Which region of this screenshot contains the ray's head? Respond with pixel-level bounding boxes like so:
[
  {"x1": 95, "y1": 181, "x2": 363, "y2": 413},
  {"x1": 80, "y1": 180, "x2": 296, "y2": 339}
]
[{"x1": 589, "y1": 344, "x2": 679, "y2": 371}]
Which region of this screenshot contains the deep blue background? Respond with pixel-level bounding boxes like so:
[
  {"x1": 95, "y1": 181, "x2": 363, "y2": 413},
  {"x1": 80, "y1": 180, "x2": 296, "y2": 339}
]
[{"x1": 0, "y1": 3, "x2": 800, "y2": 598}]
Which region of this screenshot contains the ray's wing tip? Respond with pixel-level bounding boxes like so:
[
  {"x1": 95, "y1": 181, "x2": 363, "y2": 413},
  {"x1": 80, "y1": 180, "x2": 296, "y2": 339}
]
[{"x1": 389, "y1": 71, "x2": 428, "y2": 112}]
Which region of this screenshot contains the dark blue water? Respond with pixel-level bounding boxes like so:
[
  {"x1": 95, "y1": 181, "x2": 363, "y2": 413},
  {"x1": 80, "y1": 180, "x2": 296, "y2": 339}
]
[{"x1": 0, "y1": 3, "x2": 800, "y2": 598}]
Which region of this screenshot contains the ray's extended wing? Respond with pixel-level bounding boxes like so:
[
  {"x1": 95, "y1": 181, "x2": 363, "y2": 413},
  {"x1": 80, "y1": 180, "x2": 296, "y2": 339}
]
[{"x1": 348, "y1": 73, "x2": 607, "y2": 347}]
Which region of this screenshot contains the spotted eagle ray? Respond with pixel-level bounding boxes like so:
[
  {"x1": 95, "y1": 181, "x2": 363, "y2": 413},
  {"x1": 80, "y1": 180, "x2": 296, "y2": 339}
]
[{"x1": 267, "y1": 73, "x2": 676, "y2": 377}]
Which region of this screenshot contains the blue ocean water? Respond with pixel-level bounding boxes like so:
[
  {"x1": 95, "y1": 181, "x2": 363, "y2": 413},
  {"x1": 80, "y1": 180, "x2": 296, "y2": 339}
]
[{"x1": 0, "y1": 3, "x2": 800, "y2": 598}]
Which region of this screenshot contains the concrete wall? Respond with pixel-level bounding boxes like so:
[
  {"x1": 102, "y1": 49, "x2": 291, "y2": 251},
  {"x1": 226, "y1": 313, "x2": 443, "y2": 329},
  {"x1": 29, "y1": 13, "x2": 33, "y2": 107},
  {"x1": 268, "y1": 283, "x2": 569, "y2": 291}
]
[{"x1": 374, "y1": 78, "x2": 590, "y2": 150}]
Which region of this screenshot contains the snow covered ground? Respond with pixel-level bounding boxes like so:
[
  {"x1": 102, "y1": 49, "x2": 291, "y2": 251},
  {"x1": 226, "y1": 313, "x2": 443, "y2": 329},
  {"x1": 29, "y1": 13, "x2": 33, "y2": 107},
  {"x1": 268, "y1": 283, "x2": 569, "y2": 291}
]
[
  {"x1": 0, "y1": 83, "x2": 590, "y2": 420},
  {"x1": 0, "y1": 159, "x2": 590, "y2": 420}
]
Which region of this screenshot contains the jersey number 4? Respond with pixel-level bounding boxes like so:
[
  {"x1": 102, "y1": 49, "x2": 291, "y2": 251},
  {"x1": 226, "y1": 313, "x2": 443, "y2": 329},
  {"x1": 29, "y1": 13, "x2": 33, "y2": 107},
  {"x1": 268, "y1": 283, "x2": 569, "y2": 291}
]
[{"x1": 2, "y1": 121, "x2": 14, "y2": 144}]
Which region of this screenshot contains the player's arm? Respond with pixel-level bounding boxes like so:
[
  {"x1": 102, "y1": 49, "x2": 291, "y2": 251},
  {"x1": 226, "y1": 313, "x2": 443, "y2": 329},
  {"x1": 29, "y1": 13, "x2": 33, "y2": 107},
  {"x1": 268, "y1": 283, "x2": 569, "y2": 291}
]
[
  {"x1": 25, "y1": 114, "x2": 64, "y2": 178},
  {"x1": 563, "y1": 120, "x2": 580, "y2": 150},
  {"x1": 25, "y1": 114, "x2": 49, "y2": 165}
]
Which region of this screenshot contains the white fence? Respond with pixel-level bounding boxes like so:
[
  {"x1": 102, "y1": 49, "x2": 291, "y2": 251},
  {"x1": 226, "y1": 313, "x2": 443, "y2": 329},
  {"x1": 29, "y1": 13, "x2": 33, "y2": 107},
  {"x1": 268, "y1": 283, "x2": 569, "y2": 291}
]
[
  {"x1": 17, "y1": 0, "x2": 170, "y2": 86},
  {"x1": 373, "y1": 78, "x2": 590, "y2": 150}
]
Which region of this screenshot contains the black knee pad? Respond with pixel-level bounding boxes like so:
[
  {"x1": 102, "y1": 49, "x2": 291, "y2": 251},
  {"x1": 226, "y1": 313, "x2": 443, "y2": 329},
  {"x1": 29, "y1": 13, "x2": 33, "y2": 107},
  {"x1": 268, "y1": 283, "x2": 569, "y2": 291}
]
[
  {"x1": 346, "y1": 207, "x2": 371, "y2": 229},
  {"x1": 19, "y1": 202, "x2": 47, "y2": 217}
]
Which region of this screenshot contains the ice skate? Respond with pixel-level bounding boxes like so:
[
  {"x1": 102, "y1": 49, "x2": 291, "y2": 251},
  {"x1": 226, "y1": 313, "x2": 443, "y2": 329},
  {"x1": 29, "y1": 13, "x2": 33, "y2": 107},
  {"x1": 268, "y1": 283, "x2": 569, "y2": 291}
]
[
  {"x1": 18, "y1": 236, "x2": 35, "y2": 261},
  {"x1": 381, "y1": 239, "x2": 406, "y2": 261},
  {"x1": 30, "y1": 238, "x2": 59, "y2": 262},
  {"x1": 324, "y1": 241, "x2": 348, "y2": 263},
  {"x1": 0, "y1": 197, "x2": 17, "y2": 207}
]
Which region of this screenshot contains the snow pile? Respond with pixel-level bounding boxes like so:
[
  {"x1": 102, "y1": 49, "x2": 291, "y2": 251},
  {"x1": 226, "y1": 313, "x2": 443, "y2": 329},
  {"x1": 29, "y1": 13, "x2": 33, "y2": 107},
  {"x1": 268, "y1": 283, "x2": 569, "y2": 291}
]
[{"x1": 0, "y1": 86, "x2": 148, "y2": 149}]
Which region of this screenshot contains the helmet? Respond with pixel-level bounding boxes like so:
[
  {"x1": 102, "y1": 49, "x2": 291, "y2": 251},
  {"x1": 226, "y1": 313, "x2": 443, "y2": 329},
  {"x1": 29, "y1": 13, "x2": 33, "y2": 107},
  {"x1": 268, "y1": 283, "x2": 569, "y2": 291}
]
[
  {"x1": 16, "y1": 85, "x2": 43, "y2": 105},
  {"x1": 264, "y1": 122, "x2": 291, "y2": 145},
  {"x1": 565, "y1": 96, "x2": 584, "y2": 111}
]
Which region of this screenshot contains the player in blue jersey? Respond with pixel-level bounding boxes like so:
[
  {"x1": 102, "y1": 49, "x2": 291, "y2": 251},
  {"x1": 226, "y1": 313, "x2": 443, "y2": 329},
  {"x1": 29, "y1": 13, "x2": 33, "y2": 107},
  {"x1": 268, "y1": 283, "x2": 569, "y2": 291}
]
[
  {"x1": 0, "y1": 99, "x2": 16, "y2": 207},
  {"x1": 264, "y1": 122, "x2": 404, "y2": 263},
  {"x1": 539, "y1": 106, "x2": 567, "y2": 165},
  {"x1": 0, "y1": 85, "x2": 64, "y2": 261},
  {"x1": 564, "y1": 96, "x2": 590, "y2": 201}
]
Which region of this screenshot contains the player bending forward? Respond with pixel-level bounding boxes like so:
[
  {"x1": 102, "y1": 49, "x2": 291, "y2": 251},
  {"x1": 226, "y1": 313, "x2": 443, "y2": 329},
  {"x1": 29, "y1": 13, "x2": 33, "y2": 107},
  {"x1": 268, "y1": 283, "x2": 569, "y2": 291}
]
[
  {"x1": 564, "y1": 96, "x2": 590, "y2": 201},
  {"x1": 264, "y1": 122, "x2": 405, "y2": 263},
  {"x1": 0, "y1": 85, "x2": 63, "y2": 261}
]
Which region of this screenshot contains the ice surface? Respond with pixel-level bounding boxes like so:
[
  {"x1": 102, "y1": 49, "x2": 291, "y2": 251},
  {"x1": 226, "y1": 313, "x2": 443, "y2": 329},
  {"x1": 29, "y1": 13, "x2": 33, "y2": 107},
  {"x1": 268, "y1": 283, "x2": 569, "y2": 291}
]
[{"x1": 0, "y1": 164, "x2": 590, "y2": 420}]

= = = = =

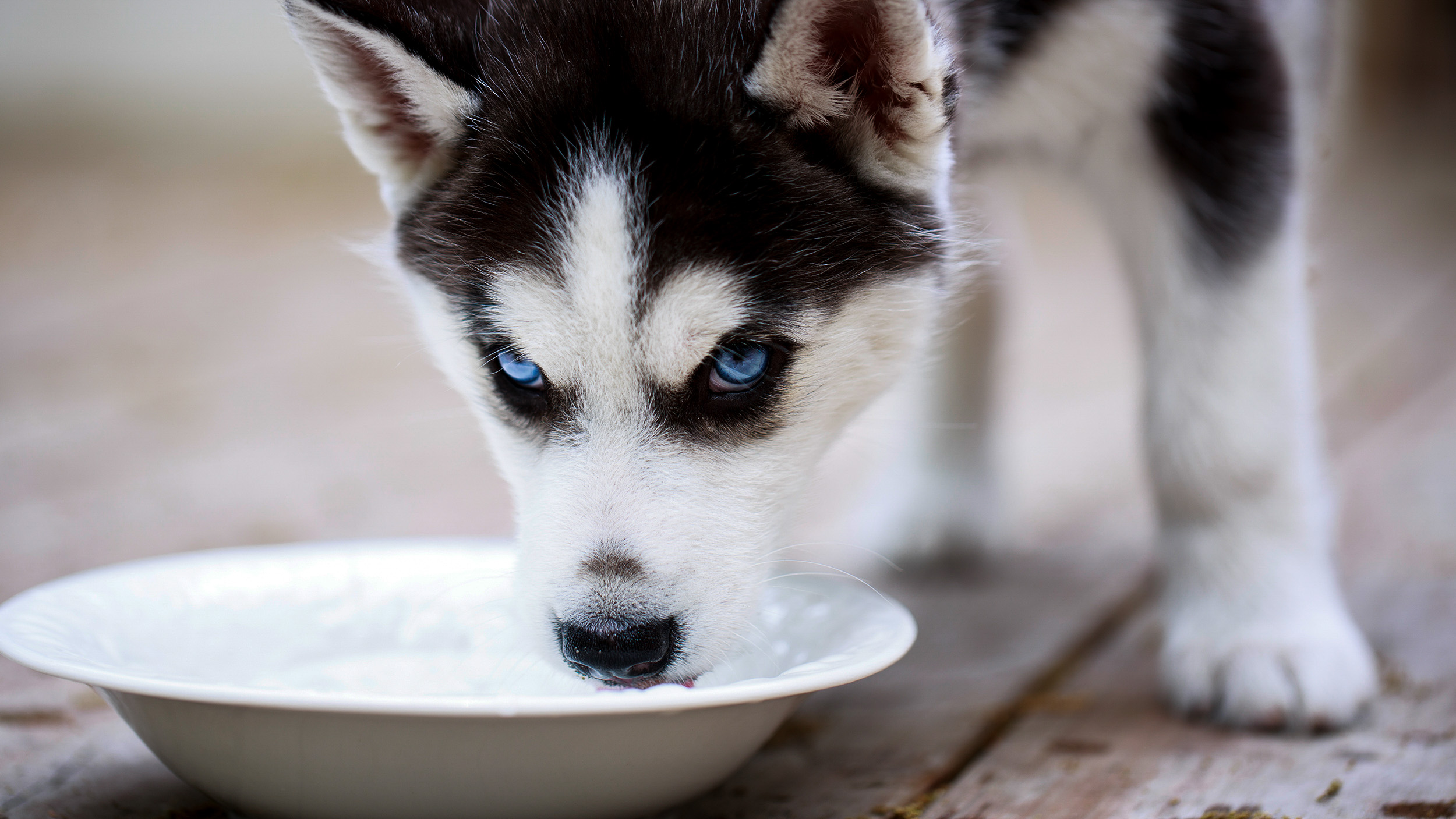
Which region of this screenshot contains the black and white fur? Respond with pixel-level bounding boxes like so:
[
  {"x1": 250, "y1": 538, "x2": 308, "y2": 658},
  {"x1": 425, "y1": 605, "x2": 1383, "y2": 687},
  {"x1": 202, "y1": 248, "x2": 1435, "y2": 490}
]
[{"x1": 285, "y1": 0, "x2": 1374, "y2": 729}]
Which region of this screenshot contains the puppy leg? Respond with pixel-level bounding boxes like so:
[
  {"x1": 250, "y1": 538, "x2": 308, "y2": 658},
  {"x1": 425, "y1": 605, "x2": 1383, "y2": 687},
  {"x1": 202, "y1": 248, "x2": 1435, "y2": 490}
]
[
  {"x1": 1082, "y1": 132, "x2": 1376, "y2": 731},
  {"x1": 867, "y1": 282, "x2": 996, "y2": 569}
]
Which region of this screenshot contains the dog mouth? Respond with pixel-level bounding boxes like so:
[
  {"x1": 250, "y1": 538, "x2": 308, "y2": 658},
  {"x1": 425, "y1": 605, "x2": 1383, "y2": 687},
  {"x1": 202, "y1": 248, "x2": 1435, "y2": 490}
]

= = = = =

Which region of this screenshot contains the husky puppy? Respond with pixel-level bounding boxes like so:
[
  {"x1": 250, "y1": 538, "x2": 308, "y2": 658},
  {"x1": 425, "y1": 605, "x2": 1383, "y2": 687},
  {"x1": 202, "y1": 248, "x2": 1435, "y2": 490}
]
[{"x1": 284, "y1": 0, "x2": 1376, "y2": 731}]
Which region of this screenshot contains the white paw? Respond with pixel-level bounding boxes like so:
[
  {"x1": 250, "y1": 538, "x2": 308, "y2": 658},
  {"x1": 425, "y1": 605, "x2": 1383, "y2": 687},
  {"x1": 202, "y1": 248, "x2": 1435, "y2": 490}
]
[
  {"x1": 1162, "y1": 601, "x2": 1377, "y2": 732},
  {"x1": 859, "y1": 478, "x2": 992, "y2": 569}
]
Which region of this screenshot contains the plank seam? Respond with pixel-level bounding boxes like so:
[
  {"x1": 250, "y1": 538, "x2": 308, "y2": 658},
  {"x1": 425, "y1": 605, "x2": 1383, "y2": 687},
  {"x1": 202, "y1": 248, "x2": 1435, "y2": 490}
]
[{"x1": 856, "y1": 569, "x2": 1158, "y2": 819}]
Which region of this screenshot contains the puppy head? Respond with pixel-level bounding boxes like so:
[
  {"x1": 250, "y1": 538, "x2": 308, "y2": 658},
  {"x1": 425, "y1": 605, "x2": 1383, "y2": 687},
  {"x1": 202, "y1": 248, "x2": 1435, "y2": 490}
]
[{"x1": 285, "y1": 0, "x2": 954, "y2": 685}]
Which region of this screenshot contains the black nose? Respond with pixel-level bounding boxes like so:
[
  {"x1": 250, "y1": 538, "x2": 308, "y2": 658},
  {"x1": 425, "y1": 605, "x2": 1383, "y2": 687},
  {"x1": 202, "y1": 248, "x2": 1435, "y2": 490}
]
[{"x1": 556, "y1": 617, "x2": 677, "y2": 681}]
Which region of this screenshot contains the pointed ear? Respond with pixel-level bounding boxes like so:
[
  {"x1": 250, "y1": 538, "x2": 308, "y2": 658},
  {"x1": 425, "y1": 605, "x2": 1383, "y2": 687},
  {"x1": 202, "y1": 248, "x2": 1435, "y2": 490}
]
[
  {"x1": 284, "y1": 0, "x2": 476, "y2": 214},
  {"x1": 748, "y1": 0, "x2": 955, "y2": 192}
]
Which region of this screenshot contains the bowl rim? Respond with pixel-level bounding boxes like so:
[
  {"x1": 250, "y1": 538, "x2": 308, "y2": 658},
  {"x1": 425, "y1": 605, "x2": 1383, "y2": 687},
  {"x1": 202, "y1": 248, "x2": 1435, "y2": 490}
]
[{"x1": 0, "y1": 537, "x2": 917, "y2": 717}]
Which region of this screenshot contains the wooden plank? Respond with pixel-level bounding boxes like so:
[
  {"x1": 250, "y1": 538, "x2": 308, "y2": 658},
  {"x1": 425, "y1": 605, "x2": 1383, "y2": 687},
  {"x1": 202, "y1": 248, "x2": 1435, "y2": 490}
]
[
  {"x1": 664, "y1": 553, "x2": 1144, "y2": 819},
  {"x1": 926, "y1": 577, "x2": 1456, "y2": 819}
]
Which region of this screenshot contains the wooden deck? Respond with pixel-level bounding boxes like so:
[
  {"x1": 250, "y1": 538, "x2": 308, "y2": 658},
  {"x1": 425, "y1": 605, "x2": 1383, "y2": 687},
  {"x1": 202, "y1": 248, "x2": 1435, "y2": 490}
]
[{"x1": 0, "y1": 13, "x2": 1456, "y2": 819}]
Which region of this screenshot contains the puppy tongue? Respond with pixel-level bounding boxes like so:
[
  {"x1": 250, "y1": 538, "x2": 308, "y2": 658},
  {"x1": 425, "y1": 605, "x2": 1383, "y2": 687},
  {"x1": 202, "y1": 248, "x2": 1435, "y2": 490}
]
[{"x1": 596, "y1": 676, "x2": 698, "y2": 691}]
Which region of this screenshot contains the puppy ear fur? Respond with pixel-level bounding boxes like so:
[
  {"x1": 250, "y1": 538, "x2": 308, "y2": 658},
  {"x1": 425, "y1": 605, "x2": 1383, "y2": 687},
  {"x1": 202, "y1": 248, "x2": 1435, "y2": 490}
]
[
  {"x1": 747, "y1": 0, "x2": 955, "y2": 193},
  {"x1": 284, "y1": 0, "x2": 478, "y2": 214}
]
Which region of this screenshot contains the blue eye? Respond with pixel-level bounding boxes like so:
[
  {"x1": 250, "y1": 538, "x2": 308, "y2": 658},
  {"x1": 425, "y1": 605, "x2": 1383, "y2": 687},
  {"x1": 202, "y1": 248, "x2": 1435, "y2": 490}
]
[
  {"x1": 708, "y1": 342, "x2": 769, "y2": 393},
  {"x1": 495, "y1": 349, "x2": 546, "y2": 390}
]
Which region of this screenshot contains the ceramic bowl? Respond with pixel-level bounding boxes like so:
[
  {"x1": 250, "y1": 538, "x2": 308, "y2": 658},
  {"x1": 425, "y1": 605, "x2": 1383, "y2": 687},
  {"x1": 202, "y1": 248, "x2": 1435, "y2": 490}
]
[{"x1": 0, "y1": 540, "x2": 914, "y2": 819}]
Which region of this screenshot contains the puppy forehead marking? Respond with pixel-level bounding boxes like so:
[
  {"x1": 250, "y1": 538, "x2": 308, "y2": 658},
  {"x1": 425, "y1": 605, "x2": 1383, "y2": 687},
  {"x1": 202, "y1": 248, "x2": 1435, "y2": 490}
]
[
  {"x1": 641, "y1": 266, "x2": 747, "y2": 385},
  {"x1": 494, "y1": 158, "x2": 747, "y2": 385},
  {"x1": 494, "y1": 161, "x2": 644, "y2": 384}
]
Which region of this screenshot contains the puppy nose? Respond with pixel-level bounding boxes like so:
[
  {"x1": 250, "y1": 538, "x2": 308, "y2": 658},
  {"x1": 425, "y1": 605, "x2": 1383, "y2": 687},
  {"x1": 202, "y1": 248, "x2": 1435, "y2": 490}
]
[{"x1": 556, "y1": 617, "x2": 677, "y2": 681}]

= = = = =

SHORT TASK: Find each line in the data above that contains the word "player", and copy those lines out in full.

REPLY:
Which region of this screenshot contains the player's arm? Respond with pixel-level bounding boxes like so:
Which region of this screenshot contains the player in blue jersey? Respond with pixel-level bounding boxes like so:
Which region of this screenshot contains the player bending forward? Respond with pixel-level bounding boxes like so:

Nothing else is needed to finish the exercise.